Although several PDUs exist that measure various parameters such as the incoming voltage or current per outlet, there are no existing PDUs that support adequate graphical representation of the behaviour of such parameters. At best, existing PDU's average these parameters over a time interval of 1 second or more, e.g. by calculating the RMS or TrueRMS value of such parameter, and show the calculated value in multi-meter view.

International Patent Application WO 2009/086485 entitled “Power Distribution, Management, and Monitoring Systems and Methods” for instance discloses a smart PDU (20 in FIG. 2 of WO 2009/086485) with a power inlet (32 in FIG. 2) and a plurality of power outlets (40 in FIG. 2) for distributing power to servers in a data center (see paragraphs [0004] and [0005] of WO 2009/086485). The PDU known from WO 2009/086485 further measures a number of parameters through sensors (52, 56, 60, 64 in FIG. 2) and graphically displays certain parameters like the power usage (1201 in FIG. 17). The PDU known from WO 2009/086485 however does not provide an oscilloscope view of certain parameters, i.e. a time and/or frequency domain view of the full signal, sampled at microsecond level.

The advertisement “Remote Metered Power Distribution PDU Monitor Server” from Ambery retrievable from the internet via the URL: http://www.ambery.com/remepodipdum.html

for instance describes an IP-addressable PDU with built-in web server allowing the administrator to remotely obtain a multi-meter view of the metered current, average power consumption, temperature and humidity levels through a local network or the internet using a web browser from a remote PC. Only true RMS values of the monitored parameters are visible in the screenshots shown in this advertisement.

Similarly, the 115V 15 A 20 A 30 A power distribution unit from Network Technologies Inc, advertised on the internet at URL: http://www.networktechinc.com/remote-power.html

describes an intelligent PDU that monitors voltage and current, and that generates alerts using e-mail or SNMP traps when the monitored currents exceed certain ranges. This intelligent PDU is equipped with a web interface enabling to access the measured RMS values through a web browser. Again, the screen shots shown in the advertisement indicate that only true RMS values of the monitored parameters are accessible for display in multi-meter view.

US Patent Application 2009/0070611 entitled “Managing Computer Power Consumption in a Data Center”, describes a state-of-the-art method for preventing power shutdown disasters in data centre (disaster prevention). In the known method, the aggregate power consumption of a plurality of computers in the data centre is monitored and as soon as the aggregate power consumption exceeds a predetermined threshold, certain computers are throttled down in order of priority.

The PDU known from US 2009/0070611 calculates the aggregate power consumption. Although not explicitly mentioned, this PDU at best may be assumed to support display of this calculated aggregate power consumption in multi-meter view.

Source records
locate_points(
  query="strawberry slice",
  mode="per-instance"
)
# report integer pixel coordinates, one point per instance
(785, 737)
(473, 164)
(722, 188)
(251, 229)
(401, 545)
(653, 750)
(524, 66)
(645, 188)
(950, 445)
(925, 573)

• Exercise tasks
[1] In the power distribution unit text, what does the Network Technologies Inc unit use to generate alerts when monitored currents exceed certain ranges?
[2] From the power distribution unit text, reproduce word for word the passage that opens with the words containing "US Patent Application" and closes with "order of priority.".

• Answers to the exercise
[1] It uses e-mail or SNMP traps.

[2]
US Patent Application 2009/0070611 entitled “Managing Computer Power Consumption in a Data Center”, describes a state-of-the-art method for preventing power shutdown disasters in data centre (disaster prevention). In the known method, the aggregate power consumption of a plurality of computers in the data centre is monitored and as soon as the aggregate power consumption exceeds a predetermined threshold, certain computers are throttled down in order of priority.